• _EXERCISE DIRECTIONS_
Starting with the line that holds "Please mark the flower bud", copy out each remaining line of the listing below, up to and including the last one, and include nothing else.

• _SOURCE RECORDS_
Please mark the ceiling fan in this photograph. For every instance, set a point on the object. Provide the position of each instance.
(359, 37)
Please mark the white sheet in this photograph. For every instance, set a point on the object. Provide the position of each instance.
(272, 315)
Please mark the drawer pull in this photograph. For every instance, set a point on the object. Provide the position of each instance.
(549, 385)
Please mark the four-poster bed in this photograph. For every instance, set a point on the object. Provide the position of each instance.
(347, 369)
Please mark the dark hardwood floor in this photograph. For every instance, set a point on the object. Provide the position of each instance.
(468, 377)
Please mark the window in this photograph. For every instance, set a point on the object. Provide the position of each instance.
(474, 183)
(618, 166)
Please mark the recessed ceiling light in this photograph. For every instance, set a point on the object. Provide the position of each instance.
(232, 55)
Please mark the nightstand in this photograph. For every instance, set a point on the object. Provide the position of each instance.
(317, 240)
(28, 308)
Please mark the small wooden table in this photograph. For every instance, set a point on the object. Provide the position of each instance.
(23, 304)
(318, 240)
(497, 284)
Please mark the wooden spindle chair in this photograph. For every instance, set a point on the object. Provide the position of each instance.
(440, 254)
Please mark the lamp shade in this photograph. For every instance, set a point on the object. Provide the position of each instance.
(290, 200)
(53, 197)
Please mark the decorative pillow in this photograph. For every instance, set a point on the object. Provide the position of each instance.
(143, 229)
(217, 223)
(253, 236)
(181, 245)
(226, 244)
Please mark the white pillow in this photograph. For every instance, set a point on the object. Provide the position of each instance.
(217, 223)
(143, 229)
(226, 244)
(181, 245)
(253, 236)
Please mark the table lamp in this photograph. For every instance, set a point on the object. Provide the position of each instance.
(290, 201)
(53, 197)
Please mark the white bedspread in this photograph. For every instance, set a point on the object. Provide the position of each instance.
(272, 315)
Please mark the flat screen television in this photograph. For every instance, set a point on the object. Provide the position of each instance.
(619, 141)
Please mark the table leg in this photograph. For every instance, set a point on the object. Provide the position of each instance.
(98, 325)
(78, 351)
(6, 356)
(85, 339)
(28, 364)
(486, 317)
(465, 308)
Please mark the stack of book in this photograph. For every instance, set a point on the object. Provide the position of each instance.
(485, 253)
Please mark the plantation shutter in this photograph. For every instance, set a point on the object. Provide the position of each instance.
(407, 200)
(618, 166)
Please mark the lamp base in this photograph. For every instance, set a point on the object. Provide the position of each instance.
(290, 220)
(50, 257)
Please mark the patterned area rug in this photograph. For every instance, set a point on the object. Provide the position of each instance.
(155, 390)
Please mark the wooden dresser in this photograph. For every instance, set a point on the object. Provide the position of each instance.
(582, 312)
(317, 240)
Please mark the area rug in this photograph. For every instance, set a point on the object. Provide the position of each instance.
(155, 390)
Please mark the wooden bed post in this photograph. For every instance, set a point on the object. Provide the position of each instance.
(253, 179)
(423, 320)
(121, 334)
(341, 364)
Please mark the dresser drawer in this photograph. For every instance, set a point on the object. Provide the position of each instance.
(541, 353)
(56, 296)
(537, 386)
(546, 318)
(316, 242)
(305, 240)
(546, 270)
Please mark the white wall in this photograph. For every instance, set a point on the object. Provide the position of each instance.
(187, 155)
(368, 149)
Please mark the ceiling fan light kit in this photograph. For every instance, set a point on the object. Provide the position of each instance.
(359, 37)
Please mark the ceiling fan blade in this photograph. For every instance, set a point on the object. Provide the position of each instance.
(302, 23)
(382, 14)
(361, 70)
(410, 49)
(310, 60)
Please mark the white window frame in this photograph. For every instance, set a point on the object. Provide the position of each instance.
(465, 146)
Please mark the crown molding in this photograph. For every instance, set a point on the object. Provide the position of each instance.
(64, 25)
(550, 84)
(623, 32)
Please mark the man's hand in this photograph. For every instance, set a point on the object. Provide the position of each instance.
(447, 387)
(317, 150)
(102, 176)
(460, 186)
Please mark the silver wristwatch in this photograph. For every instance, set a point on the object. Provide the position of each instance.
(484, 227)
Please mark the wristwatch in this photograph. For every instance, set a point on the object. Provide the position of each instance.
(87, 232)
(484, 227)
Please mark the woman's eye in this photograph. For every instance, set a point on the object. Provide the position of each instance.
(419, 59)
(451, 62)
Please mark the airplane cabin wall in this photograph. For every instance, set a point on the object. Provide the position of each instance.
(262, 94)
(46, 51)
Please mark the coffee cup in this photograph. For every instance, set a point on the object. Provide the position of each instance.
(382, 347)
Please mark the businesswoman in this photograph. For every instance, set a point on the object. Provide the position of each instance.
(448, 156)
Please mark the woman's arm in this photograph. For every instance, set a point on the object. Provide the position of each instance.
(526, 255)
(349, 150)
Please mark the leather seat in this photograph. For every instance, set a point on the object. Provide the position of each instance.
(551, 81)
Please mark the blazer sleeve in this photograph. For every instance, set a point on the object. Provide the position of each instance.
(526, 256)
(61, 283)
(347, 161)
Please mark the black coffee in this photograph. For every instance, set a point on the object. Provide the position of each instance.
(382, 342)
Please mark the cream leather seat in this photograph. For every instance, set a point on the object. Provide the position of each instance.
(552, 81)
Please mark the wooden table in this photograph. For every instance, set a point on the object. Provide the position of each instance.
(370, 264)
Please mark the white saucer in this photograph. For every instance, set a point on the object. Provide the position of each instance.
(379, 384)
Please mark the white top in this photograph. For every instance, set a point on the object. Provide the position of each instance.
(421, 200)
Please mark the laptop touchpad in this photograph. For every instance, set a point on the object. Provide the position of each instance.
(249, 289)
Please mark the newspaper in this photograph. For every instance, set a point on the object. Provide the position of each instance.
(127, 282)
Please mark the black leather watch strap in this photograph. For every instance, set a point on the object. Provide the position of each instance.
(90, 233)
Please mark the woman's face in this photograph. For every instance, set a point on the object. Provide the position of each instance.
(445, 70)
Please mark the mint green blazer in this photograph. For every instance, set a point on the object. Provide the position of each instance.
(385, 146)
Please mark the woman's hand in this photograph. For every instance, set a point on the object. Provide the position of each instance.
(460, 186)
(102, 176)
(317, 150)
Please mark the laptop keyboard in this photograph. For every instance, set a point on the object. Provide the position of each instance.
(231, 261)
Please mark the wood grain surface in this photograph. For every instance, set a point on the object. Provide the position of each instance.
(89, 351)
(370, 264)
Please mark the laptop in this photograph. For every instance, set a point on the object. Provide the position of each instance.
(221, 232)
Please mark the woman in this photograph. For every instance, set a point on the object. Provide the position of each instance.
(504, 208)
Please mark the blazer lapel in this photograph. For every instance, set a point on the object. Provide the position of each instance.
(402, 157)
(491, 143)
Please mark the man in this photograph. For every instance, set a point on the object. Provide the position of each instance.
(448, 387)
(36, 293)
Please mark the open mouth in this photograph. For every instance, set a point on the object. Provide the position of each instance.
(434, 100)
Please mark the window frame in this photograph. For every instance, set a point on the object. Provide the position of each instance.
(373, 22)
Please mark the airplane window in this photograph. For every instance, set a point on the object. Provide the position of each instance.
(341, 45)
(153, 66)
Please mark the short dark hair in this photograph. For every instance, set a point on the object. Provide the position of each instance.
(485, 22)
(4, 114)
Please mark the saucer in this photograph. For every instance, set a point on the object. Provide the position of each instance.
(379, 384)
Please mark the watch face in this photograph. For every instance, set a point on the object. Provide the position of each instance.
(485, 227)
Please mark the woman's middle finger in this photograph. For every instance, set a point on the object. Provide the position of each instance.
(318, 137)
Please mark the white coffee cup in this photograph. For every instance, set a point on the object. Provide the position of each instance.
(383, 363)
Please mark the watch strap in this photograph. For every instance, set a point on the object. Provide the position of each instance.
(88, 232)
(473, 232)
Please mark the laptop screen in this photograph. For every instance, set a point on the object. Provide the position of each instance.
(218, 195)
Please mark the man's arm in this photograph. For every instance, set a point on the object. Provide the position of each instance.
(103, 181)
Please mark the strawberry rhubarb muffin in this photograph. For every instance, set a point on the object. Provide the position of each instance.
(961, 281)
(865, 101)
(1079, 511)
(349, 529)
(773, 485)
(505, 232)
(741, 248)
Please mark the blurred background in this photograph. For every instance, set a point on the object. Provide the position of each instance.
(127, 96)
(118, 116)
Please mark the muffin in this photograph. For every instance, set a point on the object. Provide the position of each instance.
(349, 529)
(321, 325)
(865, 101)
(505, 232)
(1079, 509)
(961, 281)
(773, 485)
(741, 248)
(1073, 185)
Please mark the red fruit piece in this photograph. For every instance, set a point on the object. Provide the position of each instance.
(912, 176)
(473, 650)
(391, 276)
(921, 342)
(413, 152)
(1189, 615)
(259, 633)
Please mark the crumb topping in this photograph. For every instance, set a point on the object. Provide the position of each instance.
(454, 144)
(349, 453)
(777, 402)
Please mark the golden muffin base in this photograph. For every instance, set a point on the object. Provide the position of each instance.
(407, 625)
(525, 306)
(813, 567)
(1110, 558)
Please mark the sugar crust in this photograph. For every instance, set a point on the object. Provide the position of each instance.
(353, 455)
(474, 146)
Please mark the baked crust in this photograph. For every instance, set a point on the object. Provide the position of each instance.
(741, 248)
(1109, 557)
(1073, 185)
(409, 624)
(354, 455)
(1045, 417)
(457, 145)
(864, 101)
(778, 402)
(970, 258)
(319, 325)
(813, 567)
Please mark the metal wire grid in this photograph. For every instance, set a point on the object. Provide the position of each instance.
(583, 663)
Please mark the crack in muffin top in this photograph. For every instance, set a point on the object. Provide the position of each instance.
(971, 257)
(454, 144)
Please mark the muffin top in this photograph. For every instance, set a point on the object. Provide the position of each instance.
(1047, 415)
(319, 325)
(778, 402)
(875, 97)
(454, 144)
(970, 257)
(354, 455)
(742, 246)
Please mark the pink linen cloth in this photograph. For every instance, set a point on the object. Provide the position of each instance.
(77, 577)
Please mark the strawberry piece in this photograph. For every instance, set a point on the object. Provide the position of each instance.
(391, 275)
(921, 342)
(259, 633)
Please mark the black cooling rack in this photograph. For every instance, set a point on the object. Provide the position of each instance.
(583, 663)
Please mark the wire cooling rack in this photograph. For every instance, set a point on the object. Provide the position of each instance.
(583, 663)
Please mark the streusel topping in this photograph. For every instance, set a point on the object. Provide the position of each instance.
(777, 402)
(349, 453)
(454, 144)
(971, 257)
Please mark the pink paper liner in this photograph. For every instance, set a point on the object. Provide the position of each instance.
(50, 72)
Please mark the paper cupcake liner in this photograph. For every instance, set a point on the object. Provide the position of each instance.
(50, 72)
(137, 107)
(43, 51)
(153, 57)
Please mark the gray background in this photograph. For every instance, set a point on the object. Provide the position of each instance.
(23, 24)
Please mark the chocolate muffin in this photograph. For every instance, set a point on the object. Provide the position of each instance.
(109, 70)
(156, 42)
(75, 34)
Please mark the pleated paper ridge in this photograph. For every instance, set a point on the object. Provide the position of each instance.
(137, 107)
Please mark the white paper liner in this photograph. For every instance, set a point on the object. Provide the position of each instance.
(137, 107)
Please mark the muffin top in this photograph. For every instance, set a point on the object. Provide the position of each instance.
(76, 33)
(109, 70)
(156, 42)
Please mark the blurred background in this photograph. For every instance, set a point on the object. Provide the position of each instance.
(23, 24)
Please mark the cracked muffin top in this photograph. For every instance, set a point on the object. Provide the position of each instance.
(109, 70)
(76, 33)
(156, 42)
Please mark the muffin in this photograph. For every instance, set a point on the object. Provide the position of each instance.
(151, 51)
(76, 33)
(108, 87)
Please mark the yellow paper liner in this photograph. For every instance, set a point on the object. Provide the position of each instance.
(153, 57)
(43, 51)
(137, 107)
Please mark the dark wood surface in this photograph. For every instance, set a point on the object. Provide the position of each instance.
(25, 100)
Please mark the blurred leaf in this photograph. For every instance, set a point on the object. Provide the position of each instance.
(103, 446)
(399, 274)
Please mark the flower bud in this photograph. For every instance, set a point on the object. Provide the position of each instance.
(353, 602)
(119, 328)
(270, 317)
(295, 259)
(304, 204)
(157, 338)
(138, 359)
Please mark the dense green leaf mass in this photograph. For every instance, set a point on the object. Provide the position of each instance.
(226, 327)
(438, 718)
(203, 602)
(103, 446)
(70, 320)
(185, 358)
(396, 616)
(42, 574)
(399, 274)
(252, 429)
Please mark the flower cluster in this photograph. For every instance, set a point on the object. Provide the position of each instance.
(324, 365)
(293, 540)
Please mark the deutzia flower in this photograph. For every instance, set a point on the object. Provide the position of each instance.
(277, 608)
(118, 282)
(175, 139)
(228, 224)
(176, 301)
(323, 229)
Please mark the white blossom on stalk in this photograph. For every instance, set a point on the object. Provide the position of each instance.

• _EXERCISE RESULT_
Please mark the flower bud in this photograph. For every instance, set a point on the object. Provide the position of each instance.
(353, 602)
(119, 328)
(270, 317)
(295, 259)
(304, 204)
(157, 338)
(138, 359)
Please mark the dense green leaf mass in this photograph. For every instance, set a point on the object. Provide the position of each instance.
(226, 327)
(438, 718)
(203, 602)
(103, 446)
(70, 320)
(185, 358)
(396, 616)
(42, 574)
(399, 274)
(252, 429)
Please mark the flower cluster in this photograph. For every instance, set a point on the object. Provide the position of each instance.
(324, 365)
(293, 540)
Please mark the deutzia flower in this photograph. For every instance, set a point on the object. Provide the position of each instance.
(277, 608)
(118, 282)
(175, 139)
(228, 224)
(176, 301)
(323, 229)
Please mark the white blossom on stalk in this photograph. For every instance, set a point on the object. Provide the position of each instance.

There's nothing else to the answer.